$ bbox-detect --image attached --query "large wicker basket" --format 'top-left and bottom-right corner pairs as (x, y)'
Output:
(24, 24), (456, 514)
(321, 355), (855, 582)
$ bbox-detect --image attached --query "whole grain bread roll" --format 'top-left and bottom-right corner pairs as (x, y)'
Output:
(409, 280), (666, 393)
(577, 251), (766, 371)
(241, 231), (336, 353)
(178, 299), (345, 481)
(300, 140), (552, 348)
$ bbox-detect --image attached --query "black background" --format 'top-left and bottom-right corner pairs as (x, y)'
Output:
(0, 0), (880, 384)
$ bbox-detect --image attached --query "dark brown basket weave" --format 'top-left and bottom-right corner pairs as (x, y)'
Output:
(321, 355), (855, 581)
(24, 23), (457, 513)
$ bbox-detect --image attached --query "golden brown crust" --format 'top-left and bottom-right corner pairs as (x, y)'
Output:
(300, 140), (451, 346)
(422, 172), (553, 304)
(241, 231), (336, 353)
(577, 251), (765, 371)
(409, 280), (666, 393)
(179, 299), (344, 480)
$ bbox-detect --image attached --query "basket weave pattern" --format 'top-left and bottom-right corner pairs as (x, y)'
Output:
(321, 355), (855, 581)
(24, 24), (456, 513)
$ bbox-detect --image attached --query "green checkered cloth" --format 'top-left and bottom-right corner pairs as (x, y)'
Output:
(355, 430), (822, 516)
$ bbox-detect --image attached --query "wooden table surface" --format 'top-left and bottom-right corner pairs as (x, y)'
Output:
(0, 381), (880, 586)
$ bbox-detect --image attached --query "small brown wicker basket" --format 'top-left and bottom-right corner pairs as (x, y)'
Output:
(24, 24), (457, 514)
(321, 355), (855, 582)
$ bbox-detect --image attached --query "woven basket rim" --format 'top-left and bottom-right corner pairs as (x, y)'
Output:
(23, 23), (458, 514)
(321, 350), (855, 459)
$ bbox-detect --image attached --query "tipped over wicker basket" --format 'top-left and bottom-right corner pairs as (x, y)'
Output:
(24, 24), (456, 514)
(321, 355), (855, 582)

*Job:*
How many lines in the items above contain the word "brown"? Reply with the number alone.

*Answer for this exercise:*
3